Chez Plotin comme chez les Sœurs et les Frères le but est le perfectionnement moral pour atteindre le centre, l’union avec l’Un. Travailler c’est retrancher, tailler, sculpter, polir sans fin.
« On est devenu soi-même Intellect quand retranchant de soi les autres choses, on regarde l’Intellect par cet Intellect on se regarde soi-même par soi-même. »
Ennéades VI, 5, 23,12,20.
Il y a comme une forme d’intensité qui monte peu à peu avec la pratique. C’est pourquoi la Franc-Maçonnerie détonne dans le monde moderne avec son éloge de la lenteur, ses temps de silence et de méditations et ses temps de fraternité. Le temps long dans une société submergée par l’immédiateté et le règne des apparences est incongru dans notre individualisme matériel. Comment le profane peut-il imaginé nous tenues fermées, couvertes régulières ? Elles le font parfois sourire, ce commencement de l’expression de la joie est peut-être un premier pas ? Il faudra du temps long pour espérer être un petit peu plus vertueux. Quand une augmentation de salaire est proposée en Maçonnerie on s’inquiète de savoir, si l’initié a été assidu, s’il a fait son temps ?

Ensemble d'enregistrements:
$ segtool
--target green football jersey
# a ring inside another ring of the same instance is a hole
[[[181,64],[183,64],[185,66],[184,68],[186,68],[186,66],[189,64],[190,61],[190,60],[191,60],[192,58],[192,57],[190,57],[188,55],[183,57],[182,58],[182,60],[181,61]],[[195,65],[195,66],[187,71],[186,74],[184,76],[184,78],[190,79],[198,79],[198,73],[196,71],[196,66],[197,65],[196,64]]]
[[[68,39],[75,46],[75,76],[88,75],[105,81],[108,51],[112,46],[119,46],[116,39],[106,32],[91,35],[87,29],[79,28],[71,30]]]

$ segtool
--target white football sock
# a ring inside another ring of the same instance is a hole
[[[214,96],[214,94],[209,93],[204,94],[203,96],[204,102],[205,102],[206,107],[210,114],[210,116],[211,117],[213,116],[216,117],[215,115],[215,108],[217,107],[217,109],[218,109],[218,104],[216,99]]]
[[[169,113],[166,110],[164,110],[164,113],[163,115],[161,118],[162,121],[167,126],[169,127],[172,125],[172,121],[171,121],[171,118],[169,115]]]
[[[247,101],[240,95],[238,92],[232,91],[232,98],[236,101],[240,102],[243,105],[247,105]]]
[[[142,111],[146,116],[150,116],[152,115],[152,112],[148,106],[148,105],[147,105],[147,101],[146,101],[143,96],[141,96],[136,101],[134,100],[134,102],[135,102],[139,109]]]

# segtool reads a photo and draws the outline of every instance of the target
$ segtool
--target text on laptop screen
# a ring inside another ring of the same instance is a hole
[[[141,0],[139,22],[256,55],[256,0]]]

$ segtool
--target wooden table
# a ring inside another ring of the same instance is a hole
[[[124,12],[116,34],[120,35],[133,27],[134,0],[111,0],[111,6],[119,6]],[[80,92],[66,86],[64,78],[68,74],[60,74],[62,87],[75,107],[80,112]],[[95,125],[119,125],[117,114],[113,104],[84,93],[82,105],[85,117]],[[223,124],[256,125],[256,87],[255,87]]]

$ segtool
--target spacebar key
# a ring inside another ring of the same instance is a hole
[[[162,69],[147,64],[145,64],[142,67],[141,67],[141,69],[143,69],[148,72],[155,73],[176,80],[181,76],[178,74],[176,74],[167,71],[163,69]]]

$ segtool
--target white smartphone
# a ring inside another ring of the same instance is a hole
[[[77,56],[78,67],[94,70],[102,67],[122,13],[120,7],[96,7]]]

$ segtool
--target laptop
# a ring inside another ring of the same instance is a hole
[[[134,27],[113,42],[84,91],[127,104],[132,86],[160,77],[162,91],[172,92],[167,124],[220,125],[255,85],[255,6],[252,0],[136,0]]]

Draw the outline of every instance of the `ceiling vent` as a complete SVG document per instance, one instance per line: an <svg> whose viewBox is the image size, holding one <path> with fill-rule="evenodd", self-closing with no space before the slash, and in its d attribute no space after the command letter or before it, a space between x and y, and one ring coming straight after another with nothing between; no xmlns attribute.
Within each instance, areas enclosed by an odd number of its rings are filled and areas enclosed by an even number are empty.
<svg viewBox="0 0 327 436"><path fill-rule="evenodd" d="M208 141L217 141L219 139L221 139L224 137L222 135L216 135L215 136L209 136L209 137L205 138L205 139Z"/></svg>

...

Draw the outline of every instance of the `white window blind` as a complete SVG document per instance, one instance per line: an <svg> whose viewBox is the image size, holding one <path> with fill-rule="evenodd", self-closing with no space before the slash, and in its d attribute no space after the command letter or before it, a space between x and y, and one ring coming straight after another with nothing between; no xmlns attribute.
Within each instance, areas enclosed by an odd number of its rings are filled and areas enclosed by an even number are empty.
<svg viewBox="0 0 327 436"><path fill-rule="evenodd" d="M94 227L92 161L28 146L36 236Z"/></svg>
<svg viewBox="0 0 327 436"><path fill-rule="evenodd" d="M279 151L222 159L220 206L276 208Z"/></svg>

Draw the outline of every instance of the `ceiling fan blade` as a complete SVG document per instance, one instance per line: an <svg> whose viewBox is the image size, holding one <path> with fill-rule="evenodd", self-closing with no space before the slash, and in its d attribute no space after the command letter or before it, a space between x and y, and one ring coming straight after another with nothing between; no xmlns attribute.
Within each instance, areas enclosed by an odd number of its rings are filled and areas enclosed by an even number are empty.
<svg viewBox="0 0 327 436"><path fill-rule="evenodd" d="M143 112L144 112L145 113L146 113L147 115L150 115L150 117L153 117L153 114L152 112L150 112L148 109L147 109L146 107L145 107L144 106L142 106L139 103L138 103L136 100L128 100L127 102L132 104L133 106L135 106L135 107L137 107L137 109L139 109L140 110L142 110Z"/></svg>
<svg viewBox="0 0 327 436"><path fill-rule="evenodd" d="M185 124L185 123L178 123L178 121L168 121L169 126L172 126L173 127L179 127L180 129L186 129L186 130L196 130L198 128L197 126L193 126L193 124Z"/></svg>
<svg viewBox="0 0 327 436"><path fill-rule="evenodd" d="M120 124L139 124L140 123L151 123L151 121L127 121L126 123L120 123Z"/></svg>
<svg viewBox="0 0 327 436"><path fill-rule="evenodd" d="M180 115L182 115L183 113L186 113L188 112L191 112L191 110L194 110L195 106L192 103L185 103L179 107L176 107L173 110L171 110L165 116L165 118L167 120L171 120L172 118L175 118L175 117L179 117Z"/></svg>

Exercices à réaliser:
a) Recopiez fidèlement le passage du texte sur Plotin et la Franc-Maçonnerie allant de « Chez Plotin comme » jusqu'à « polir sans fin. ».
b) Redimensionnez les enregistrements de la ligne qui contient « # segtool reads » jusqu'à celle qui contient « [[[141,0],[139,22],[256,55],[256,0]]] », bornes comprises. Réécrivez uniquement ces lignes, consignes incluses, en multipliant par 1,95 chaque coordonnée des réponses et en arrondissant à l'entier, les demis vers le haut.

Exercices corrigés:
a)
Chez Plotin comme chez les Sœurs et les Frères le but est le perfectionnement moral pour atteindre le centre, l’union avec l’Un. Travailler c’est retrancher, tailler, sculpter, polir sans fin.

b)
# segtool reads a photo and draws the outline of every instance of the target
$ segtool
--target text on laptop screen
# a ring inside another ring of the same instance is a hole
[[[275,0],[271,43],[499,107],[499,0]]]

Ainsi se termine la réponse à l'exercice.